## EXERCISE INSTRUCTIONS
In the entries below, the lines from the one with "column 384, row 328" through the one with "For the photo above, indicate every instance of the dryer door" are to be copied exactly; both ends count.

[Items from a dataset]
*** Begin section ***

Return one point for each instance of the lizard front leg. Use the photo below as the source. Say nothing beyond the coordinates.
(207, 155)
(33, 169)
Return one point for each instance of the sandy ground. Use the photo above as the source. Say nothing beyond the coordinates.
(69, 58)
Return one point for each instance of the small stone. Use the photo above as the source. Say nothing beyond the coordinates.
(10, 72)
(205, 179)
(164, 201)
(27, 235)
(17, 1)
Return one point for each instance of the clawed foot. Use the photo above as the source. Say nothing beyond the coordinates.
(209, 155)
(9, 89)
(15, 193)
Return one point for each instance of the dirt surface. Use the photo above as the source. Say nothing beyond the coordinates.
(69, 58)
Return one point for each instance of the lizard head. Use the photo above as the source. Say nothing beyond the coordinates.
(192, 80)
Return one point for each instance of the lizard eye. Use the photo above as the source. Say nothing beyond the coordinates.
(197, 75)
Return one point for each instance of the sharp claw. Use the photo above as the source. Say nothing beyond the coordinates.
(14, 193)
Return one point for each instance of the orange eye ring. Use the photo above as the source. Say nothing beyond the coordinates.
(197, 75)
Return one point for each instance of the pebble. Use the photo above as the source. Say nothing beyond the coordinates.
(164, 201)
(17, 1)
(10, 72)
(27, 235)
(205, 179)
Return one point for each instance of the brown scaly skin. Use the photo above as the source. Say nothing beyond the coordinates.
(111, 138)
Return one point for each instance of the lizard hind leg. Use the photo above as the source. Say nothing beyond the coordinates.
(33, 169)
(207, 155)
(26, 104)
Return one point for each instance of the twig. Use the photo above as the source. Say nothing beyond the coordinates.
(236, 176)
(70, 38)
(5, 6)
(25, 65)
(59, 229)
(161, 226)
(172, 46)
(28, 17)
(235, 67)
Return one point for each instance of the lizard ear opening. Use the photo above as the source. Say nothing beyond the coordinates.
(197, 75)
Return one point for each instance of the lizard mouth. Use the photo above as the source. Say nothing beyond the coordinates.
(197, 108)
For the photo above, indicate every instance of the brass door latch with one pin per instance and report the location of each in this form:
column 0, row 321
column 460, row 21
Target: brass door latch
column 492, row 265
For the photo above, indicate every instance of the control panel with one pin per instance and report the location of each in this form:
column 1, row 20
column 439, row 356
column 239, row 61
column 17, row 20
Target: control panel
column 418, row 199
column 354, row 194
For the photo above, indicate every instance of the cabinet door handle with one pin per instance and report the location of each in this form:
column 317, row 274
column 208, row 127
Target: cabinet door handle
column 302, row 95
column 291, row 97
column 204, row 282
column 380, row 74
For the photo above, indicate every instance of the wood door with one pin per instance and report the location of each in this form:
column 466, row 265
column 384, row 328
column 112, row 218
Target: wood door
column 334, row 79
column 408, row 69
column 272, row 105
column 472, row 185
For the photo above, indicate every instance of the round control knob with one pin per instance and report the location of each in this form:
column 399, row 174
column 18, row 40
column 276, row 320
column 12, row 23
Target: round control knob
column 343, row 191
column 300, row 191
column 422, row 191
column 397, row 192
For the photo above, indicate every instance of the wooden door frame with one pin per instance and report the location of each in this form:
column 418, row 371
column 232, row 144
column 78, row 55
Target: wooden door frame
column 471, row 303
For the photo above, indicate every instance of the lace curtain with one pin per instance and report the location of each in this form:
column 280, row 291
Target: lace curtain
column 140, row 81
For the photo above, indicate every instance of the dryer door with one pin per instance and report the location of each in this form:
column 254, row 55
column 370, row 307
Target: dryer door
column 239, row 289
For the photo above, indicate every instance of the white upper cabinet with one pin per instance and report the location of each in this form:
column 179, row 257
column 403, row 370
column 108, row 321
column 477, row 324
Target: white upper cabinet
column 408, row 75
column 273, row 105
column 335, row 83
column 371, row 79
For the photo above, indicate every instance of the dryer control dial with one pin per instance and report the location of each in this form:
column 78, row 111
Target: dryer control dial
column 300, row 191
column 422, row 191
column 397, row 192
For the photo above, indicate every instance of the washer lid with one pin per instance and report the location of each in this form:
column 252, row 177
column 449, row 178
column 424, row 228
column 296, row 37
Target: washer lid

*** End section ***

## TASK RESULT
column 384, row 328
column 112, row 218
Target: wood door
column 334, row 79
column 408, row 69
column 272, row 105
column 472, row 185
For the photo above, indicate every instance of the round control knob with one pin per instance and report the location of each in this form:
column 399, row 174
column 18, row 40
column 276, row 320
column 12, row 23
Target: round control knob
column 343, row 191
column 300, row 191
column 422, row 191
column 397, row 192
For the photo above, indicate every instance of the wooden door frame with one pin per instance and report the location of each in this form:
column 418, row 371
column 232, row 144
column 78, row 55
Target: wooden door frame
column 471, row 303
For the photo above, indicate every instance of the lace curtain with one pin per instance and report the location of each in this form:
column 280, row 291
Target: lace curtain
column 140, row 81
For the photo above, indicate every instance of the dryer door with one pin per instance and report the location of each in this form:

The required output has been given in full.